>>>>
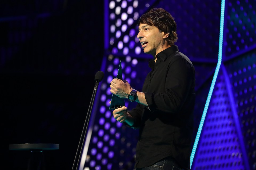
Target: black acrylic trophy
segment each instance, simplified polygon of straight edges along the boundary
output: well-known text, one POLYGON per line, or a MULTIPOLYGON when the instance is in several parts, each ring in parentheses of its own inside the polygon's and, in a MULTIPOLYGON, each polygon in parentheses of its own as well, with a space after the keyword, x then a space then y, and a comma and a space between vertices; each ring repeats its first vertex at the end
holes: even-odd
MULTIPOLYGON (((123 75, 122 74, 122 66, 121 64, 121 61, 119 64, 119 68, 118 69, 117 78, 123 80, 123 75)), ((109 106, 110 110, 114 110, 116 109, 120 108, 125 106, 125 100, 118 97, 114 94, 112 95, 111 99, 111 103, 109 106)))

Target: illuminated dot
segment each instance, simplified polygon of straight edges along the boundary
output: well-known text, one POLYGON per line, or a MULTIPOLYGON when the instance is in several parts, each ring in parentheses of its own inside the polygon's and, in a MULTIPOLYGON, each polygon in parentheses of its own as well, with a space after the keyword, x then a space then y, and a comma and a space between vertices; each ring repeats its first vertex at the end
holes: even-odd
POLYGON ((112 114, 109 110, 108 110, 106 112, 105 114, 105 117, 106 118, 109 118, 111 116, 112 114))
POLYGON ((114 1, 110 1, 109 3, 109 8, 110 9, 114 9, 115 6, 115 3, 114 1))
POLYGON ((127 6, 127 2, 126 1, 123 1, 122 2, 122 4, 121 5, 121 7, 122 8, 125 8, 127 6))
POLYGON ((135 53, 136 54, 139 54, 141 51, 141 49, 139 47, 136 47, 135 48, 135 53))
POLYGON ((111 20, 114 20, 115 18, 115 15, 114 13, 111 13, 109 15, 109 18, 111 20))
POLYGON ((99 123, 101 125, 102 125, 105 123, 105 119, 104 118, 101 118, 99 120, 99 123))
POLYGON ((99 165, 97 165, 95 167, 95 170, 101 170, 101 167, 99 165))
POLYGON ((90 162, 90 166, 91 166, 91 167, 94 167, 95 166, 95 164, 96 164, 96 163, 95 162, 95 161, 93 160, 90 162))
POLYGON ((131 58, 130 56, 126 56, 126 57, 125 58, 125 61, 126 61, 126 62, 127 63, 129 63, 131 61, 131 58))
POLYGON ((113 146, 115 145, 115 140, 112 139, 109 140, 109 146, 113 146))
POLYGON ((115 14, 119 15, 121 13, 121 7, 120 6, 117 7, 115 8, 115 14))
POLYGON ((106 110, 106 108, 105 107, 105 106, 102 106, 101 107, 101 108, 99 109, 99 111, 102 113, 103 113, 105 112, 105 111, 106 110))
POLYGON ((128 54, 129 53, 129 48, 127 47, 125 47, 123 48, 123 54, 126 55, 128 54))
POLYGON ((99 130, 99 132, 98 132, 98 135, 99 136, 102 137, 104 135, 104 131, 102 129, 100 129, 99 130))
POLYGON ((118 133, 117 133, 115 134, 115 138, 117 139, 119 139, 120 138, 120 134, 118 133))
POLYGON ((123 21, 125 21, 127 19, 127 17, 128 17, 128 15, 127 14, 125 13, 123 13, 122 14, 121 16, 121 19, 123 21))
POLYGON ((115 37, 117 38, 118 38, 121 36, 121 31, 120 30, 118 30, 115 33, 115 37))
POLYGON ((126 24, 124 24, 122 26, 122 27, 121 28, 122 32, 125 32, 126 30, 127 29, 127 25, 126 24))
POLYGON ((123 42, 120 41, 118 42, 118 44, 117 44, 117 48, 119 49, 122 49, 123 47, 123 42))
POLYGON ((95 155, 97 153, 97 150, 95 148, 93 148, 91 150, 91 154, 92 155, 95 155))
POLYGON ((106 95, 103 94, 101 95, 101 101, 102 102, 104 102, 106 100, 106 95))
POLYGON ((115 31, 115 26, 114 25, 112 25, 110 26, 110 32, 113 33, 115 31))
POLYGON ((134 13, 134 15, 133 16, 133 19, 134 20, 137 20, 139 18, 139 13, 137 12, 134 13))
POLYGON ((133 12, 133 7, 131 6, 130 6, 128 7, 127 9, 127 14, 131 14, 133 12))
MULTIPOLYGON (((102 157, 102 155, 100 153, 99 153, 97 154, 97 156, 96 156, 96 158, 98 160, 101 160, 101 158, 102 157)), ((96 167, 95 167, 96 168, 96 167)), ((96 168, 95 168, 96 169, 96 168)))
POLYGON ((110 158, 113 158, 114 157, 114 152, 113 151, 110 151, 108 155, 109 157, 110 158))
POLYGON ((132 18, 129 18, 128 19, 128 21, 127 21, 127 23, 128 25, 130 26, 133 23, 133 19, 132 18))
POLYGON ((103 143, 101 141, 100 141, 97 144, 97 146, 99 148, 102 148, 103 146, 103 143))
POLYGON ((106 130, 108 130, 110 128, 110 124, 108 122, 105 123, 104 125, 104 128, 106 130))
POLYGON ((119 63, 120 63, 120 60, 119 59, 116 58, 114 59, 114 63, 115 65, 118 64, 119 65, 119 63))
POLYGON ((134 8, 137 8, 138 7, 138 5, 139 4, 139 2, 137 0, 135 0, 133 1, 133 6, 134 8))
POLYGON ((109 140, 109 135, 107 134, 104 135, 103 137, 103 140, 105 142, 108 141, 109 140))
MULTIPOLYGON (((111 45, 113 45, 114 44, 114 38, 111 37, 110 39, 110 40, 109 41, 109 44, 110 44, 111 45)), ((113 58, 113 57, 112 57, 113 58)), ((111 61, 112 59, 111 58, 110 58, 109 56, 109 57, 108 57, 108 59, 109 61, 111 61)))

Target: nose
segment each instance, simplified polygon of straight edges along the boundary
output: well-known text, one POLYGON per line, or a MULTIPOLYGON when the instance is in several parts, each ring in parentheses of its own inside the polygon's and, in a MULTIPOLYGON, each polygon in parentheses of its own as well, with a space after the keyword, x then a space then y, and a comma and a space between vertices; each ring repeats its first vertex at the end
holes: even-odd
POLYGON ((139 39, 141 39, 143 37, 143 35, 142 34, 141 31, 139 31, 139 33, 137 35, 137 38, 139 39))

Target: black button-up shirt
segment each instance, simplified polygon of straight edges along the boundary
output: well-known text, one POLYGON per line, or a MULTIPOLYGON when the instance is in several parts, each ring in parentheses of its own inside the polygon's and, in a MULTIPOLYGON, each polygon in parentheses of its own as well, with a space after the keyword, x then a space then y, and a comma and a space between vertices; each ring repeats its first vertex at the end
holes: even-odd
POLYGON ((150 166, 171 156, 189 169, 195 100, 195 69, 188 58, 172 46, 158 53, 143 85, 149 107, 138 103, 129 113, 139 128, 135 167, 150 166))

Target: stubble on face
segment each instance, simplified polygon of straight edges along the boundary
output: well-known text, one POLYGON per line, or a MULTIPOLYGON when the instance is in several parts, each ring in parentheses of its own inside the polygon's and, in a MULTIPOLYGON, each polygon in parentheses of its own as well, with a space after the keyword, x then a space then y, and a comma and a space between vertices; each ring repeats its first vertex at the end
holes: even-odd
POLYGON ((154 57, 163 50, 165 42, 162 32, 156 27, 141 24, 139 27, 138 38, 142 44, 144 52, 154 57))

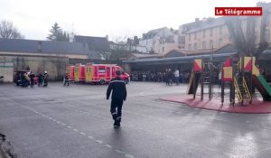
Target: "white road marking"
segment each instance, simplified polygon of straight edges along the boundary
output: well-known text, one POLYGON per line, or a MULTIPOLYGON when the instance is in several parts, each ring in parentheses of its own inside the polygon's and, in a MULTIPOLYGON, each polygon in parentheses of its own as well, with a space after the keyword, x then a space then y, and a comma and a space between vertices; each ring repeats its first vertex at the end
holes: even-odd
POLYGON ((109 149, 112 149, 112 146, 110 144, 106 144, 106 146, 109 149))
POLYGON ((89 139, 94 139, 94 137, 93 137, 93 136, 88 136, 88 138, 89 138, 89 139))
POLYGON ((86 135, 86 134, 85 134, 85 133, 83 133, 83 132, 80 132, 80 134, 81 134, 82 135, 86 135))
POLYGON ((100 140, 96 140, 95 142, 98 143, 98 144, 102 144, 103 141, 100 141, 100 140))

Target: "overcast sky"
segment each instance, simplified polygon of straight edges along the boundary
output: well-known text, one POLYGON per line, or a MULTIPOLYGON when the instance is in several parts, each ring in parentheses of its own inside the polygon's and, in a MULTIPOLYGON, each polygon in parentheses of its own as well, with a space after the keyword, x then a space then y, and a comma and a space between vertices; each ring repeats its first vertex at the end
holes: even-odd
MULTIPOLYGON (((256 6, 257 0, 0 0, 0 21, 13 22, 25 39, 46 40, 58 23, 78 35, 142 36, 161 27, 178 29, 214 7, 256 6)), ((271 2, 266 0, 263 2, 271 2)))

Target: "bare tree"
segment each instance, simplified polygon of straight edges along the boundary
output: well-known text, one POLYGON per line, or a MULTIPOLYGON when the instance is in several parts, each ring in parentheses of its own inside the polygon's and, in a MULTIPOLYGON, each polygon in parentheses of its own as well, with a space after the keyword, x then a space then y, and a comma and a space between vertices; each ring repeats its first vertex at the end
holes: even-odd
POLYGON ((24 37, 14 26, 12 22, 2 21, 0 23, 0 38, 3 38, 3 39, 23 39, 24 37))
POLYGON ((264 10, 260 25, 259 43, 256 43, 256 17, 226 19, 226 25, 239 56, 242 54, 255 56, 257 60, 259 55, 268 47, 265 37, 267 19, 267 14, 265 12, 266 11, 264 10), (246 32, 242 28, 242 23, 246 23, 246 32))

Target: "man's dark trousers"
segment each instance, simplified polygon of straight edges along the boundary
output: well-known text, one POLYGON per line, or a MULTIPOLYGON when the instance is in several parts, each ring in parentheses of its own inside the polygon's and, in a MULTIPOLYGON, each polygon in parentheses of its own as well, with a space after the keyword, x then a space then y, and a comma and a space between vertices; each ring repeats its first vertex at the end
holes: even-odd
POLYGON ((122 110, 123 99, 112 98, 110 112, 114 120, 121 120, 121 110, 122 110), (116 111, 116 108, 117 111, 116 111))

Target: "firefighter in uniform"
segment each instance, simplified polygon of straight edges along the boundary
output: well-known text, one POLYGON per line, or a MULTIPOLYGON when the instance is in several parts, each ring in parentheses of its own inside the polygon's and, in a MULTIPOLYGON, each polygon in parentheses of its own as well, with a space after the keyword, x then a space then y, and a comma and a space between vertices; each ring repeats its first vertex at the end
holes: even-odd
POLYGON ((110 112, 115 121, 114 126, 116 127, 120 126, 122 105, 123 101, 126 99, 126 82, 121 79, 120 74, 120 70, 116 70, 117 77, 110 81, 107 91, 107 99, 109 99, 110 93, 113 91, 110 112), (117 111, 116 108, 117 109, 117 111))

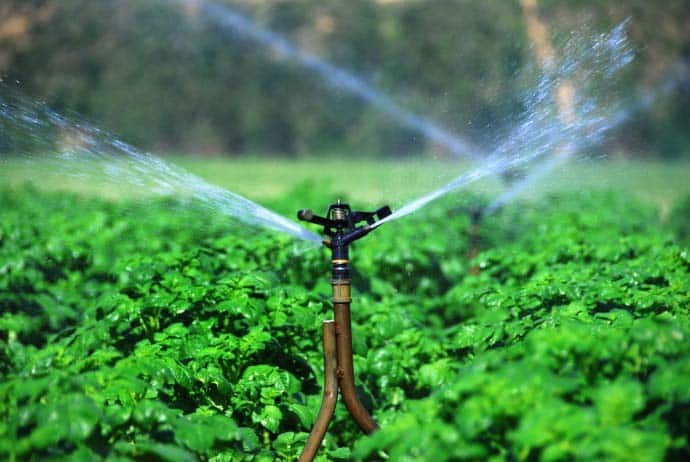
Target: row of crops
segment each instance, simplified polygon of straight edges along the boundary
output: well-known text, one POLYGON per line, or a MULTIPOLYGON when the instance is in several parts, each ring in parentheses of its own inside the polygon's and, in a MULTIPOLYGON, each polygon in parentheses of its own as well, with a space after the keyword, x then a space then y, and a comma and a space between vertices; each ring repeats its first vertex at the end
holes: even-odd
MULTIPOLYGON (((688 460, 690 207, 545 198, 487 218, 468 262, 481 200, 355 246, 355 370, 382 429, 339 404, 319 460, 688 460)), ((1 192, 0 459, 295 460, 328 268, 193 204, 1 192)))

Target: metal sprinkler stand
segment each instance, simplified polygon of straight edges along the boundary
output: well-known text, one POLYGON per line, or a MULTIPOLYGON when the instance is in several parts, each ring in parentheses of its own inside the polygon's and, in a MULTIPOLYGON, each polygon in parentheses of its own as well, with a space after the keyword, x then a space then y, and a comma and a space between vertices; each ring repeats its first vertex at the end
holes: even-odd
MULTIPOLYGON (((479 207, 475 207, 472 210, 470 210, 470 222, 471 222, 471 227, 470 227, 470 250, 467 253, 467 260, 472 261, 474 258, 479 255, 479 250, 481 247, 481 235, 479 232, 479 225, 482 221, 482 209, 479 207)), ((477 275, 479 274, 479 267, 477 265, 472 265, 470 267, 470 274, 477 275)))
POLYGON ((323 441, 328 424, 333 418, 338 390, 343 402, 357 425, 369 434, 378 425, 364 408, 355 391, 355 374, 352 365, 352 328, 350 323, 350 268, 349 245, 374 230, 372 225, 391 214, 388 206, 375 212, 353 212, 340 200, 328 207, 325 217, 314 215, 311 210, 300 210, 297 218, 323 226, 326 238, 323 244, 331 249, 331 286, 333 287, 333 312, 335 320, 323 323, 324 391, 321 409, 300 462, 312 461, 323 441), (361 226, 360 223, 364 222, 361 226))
<<<<
» Objective
Output the items as a numbered list, leaving out blank lines, beginning at the line that contains "Target: black button-up shirt" and ending after the line that contains "POLYGON ((150 166, 171".

» Output of the task
1. Target: black button-up shirt
2. segment each instance, simplified polygon of straight edges along the boundary
3. output: well-known text, one POLYGON per line, or a MULTIPOLYGON when the instance is in several parts, each ring in parentheses of its own inside the polygon's and, in a MULTIPOLYGON, each polygon in parentheses of its own as well, with a space after the keyword, x then a space then y, and a comma and a space between vertices; each ring repeats its first vertex at the end
4. holes: even-odd
5. POLYGON ((150 166, 171 156, 189 169, 195 100, 195 69, 188 58, 172 46, 158 53, 143 85, 149 107, 138 103, 129 113, 139 128, 135 167, 150 166))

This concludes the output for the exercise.